### [Instructions for the task]
Could you write out the lines from the one containing "the white building" up to and including the one containing "Query: white building", substituting "cutouts" for "holes" and keeping everything else unchanged?

_ _ _

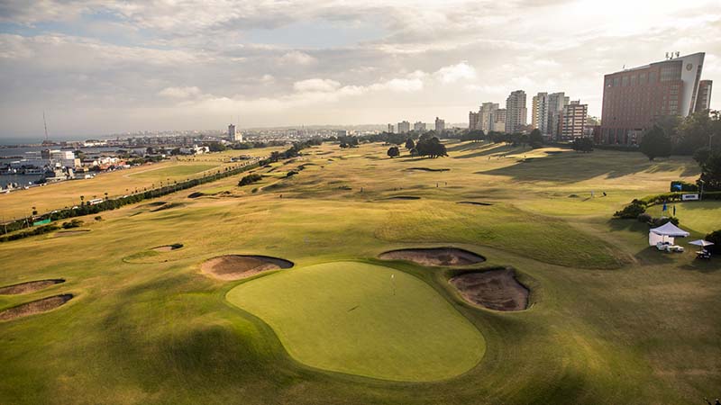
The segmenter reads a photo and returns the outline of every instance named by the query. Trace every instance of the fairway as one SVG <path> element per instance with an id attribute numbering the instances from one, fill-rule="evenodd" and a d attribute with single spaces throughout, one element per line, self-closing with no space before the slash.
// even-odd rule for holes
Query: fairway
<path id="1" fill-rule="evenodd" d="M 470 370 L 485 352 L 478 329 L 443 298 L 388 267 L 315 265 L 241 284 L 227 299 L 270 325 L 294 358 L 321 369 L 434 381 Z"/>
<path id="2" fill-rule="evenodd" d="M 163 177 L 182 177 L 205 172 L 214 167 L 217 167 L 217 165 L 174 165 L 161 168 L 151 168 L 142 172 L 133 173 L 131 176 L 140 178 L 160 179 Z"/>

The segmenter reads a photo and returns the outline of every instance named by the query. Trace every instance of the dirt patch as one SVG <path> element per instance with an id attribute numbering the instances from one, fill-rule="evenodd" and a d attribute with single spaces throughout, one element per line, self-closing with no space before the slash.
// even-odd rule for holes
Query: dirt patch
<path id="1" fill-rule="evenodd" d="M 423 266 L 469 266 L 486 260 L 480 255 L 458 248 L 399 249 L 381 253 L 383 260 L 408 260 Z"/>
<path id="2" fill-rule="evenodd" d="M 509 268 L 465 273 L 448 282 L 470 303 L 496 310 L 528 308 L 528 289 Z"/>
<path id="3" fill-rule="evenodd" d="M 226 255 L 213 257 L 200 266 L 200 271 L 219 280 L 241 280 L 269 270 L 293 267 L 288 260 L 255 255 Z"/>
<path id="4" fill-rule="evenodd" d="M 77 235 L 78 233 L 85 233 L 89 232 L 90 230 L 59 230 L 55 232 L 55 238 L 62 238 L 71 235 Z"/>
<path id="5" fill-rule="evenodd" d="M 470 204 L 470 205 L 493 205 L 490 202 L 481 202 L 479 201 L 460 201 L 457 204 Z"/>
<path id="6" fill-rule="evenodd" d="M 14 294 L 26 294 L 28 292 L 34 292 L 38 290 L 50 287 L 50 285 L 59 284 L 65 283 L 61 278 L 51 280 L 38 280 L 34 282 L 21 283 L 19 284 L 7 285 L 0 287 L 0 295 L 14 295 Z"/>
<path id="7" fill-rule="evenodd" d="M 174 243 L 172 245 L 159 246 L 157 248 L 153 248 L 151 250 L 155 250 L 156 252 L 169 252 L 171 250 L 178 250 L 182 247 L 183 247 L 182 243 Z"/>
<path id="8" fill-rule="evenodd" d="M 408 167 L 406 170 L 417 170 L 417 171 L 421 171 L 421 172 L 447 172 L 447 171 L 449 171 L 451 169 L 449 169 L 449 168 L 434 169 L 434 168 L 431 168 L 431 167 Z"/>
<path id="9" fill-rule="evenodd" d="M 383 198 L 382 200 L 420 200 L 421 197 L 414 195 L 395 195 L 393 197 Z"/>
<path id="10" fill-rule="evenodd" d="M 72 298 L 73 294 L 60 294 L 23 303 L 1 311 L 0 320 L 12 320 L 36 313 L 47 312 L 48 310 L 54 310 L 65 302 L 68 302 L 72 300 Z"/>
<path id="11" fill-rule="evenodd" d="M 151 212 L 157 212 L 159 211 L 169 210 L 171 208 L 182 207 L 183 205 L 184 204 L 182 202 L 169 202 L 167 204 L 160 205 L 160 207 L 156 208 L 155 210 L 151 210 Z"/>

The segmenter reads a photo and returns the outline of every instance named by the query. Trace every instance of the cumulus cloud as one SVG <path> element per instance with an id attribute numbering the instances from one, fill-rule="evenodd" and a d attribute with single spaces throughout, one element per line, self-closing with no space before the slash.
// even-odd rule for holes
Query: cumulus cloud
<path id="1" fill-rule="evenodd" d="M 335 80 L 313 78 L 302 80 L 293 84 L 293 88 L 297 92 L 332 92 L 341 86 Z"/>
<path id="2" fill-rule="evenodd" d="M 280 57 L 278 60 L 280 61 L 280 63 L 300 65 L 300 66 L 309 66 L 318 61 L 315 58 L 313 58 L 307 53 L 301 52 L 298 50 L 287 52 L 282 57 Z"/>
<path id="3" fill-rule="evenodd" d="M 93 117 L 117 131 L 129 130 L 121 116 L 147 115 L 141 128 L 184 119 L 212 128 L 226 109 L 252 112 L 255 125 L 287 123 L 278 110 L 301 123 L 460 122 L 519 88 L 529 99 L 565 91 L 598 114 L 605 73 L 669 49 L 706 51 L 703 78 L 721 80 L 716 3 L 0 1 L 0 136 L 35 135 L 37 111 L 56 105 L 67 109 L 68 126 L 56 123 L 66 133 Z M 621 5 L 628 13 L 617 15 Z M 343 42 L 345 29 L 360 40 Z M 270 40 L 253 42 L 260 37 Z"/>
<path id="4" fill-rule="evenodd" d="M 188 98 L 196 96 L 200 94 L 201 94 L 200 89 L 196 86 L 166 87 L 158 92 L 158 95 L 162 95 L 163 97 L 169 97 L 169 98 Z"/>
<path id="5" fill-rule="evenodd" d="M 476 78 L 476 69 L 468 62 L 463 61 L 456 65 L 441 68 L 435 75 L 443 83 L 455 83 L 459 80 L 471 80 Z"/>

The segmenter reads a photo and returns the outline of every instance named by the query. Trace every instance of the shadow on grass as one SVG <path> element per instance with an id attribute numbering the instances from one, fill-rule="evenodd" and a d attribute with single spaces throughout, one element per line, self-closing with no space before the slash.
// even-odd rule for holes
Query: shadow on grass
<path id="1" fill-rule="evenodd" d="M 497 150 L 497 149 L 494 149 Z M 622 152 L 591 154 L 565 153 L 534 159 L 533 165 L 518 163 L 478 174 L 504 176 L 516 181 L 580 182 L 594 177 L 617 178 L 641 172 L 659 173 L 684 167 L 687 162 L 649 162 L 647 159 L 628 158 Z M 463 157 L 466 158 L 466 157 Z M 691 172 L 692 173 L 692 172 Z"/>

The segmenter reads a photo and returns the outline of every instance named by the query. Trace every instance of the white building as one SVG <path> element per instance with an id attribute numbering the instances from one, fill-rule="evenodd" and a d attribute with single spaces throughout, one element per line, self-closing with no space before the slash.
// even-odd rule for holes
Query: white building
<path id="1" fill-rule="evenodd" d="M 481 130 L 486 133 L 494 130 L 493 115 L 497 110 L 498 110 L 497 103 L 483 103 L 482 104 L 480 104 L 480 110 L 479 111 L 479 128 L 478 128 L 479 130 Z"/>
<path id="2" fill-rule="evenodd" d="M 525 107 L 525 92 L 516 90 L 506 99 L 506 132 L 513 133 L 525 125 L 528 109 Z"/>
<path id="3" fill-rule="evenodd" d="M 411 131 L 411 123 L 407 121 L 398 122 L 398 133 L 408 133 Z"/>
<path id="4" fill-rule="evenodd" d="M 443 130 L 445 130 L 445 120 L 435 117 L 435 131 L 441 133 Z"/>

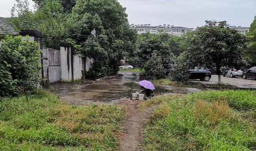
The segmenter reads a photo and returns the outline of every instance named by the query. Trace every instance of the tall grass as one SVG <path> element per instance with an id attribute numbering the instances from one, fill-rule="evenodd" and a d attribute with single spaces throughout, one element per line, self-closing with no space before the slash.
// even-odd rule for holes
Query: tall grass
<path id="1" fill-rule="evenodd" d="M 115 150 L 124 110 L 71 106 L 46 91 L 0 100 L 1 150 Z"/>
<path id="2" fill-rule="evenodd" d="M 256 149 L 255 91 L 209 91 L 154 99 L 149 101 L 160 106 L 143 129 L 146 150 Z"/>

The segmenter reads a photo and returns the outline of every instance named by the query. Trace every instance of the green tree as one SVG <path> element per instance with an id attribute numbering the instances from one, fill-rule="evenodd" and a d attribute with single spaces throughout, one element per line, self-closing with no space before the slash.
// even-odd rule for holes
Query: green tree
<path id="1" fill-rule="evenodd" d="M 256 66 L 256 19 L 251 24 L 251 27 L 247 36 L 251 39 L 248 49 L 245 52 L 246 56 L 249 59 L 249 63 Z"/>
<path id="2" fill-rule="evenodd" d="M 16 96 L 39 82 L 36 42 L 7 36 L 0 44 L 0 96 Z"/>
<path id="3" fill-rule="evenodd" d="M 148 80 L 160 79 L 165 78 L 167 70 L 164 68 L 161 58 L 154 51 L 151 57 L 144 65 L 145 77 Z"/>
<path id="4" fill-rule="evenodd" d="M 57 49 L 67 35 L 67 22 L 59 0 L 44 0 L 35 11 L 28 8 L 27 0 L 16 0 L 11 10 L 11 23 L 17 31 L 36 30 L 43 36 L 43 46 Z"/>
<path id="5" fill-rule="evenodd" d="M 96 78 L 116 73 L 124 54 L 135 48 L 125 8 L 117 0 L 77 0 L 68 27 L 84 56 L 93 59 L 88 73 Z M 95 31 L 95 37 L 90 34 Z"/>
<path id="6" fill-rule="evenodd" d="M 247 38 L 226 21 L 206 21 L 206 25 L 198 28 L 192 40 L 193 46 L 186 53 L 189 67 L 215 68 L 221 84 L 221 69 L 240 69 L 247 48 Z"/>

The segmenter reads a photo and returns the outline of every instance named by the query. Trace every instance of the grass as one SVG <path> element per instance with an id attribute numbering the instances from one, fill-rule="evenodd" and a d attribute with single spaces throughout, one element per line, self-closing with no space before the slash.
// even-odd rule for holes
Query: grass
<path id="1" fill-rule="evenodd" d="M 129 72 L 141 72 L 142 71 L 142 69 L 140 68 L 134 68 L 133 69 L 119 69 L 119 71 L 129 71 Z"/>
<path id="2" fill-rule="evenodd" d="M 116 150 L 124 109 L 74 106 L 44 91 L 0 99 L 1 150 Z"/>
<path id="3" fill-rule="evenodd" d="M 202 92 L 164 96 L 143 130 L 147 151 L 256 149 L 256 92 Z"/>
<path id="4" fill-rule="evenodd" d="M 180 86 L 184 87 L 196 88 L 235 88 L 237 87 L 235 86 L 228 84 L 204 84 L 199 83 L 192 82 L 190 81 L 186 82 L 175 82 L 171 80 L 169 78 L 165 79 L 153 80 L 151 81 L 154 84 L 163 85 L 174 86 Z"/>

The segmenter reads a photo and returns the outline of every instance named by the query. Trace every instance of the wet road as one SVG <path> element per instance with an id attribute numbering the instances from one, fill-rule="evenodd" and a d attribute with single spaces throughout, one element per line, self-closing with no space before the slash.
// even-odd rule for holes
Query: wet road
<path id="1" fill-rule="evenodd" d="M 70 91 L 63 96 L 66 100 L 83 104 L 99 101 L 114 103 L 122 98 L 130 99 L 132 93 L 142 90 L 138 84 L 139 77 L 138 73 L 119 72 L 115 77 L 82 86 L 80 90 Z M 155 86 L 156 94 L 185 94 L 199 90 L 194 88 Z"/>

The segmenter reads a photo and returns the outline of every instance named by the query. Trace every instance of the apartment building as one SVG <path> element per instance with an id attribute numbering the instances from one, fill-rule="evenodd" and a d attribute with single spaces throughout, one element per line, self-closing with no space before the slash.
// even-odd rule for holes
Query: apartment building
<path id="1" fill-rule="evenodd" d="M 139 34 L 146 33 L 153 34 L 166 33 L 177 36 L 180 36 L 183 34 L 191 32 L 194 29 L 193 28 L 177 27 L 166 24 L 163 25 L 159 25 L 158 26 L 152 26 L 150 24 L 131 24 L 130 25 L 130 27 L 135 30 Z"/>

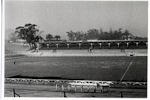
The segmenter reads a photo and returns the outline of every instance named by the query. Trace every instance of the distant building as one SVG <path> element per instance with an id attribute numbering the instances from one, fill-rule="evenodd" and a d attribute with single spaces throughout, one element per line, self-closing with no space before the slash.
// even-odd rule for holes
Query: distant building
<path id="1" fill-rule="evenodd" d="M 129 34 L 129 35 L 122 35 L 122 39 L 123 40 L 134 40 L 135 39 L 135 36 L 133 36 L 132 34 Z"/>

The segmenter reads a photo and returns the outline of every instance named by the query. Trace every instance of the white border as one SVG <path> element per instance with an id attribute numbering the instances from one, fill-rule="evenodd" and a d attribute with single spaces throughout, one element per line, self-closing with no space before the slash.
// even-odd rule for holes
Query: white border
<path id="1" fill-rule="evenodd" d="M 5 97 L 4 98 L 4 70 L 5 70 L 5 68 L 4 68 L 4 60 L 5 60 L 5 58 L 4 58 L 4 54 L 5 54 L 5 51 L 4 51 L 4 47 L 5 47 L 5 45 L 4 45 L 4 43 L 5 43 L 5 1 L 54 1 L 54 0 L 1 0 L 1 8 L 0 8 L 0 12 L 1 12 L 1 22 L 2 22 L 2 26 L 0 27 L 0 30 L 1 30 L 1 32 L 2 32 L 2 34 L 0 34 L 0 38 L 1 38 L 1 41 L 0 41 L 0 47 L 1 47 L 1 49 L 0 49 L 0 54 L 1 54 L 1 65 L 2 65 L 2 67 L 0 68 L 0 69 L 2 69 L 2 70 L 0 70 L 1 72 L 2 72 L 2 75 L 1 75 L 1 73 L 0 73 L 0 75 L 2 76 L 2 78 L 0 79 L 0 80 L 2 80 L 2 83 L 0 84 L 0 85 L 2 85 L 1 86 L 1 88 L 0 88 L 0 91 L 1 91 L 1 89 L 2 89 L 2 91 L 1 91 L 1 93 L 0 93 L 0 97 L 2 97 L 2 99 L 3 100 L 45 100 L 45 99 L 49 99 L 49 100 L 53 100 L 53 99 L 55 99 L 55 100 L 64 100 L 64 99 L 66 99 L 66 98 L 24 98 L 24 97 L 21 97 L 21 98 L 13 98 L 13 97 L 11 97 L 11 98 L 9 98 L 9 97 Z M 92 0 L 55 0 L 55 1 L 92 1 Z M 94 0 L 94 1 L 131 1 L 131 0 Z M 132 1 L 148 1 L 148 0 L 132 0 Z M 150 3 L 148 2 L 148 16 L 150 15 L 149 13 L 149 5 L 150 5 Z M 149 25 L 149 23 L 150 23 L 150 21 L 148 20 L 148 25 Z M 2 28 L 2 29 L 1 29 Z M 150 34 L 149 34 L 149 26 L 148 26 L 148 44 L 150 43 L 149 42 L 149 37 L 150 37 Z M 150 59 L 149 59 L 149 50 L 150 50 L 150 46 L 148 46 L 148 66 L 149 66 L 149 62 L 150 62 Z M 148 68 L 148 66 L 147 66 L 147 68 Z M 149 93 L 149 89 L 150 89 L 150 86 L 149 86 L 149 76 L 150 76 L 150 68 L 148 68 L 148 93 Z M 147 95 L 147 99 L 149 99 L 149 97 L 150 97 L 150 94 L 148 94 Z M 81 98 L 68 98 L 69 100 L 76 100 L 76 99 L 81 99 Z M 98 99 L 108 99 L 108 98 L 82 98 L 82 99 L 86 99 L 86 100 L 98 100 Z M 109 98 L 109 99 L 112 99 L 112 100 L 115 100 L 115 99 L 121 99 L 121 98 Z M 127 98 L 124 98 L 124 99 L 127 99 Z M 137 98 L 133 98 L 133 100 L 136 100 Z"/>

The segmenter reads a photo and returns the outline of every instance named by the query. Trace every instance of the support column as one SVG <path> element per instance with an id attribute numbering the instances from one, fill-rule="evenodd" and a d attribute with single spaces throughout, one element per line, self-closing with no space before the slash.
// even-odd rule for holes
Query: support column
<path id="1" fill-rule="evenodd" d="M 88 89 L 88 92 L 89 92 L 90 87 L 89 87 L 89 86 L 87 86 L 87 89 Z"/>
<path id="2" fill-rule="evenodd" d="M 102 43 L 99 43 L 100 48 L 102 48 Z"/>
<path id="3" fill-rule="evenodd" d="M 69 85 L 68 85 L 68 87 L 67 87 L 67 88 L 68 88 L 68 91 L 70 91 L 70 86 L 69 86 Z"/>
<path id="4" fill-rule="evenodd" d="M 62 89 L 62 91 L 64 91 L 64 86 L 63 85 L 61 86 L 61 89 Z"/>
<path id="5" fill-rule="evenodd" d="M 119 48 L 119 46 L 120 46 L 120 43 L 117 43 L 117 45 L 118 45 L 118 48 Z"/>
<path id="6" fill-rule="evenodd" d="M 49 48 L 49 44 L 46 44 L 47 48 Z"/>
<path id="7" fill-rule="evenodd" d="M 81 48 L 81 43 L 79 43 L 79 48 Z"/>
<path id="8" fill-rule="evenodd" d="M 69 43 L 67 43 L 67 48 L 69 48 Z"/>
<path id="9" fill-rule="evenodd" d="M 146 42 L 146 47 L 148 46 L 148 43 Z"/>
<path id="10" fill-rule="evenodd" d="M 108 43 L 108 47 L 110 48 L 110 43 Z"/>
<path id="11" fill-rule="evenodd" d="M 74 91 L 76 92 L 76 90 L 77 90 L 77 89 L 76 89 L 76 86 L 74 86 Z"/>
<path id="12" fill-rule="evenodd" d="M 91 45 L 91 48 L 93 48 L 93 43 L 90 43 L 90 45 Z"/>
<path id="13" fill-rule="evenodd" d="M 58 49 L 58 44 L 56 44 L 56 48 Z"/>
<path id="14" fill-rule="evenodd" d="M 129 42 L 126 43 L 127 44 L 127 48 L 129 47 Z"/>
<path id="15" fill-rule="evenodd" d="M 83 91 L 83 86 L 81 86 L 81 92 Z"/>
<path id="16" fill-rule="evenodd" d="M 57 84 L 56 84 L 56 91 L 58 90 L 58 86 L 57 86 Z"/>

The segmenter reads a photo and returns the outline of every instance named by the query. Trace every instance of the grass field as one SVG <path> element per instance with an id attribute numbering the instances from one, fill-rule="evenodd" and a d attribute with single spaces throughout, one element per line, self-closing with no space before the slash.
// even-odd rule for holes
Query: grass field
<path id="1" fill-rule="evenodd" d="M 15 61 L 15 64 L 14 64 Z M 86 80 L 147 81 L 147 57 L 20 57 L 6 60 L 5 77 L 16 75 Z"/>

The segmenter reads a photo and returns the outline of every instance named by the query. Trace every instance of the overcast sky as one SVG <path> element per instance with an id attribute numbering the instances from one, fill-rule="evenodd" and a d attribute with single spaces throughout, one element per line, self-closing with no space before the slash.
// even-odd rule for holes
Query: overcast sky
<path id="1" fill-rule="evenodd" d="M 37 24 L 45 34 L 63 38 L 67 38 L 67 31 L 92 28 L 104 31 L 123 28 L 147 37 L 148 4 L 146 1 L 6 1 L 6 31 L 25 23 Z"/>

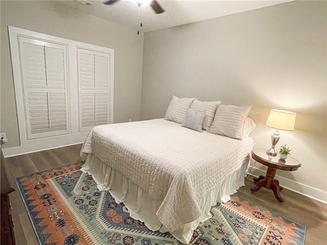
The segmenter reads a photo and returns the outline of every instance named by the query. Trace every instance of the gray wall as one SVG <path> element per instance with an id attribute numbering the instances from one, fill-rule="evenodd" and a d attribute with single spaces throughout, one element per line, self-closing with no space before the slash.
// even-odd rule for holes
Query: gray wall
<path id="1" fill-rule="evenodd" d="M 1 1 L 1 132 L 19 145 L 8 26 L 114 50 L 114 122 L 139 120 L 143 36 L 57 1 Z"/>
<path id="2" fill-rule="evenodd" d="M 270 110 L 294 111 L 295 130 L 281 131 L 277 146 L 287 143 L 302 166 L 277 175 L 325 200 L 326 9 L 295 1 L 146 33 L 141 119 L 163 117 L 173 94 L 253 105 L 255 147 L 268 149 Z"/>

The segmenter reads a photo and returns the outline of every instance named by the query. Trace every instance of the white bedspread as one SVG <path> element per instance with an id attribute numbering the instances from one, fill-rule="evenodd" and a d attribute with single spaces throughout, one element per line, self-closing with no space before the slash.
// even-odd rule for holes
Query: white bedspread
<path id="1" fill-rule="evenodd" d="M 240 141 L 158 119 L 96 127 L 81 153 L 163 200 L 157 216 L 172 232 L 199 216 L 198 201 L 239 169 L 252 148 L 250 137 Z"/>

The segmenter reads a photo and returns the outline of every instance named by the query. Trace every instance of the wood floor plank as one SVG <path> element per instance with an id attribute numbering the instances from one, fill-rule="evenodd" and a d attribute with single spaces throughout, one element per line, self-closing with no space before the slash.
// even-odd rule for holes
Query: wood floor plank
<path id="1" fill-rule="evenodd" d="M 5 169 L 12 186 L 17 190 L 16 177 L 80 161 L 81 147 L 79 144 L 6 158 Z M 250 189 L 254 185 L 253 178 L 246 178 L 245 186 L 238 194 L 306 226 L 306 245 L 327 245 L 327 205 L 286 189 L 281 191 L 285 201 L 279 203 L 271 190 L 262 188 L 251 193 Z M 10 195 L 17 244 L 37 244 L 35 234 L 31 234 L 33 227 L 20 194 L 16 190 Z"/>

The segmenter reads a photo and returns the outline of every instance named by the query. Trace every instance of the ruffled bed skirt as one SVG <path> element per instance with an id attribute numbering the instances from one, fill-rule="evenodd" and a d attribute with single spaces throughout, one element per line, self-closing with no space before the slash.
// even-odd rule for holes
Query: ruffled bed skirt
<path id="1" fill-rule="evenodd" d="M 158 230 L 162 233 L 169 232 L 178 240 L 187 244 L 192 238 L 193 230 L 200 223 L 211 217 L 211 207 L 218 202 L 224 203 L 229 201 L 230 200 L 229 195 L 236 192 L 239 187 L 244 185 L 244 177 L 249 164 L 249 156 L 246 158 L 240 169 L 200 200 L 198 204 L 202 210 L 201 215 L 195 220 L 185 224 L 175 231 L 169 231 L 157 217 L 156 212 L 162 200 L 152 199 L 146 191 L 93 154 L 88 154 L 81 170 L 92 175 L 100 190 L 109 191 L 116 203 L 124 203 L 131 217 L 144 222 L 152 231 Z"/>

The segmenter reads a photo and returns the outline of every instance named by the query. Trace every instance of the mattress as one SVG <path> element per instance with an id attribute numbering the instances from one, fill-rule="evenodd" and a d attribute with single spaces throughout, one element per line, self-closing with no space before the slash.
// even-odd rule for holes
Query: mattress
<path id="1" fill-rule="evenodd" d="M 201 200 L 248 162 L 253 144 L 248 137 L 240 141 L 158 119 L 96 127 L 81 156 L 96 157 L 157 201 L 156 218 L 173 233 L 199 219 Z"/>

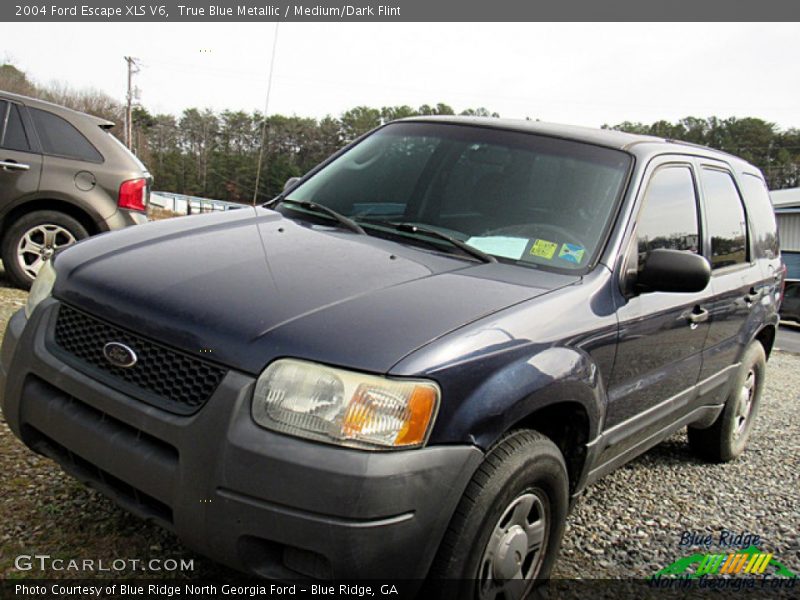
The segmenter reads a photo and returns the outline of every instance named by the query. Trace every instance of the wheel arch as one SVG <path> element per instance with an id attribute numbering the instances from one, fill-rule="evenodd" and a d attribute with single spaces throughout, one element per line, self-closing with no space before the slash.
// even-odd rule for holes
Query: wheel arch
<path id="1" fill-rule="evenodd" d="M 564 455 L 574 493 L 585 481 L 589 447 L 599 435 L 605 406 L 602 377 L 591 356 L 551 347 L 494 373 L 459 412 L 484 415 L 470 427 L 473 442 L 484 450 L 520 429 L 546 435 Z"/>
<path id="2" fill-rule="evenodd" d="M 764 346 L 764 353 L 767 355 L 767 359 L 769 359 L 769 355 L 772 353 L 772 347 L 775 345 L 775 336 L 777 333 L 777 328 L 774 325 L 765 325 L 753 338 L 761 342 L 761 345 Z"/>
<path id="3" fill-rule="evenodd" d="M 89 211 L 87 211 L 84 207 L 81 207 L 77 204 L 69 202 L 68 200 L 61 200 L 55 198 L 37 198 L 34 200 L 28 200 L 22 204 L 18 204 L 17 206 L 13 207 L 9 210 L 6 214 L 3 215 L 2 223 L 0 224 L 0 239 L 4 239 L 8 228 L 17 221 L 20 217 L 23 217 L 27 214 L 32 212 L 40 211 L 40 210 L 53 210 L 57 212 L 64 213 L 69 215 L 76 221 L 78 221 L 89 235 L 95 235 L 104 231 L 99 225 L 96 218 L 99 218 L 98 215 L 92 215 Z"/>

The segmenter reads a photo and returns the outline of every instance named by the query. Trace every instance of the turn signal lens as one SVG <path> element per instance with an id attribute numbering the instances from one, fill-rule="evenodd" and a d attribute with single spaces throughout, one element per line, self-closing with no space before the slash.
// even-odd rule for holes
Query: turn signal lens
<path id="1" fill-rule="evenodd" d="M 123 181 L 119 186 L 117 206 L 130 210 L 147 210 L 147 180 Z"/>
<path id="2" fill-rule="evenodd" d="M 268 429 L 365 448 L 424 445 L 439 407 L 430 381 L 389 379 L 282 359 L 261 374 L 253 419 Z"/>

_ _ _

### [Solution]
The segmenter reads a photo and returns the outline of every instance named by the query. Trace every instance of the white building as one SVG <path> element per instance with an id attribute numbering the instances from one, fill-rule="evenodd" and a d attribute with single spaces throughout, one element per line, self-closing with no space before the slash.
// even-odd rule for cutouts
Query: white building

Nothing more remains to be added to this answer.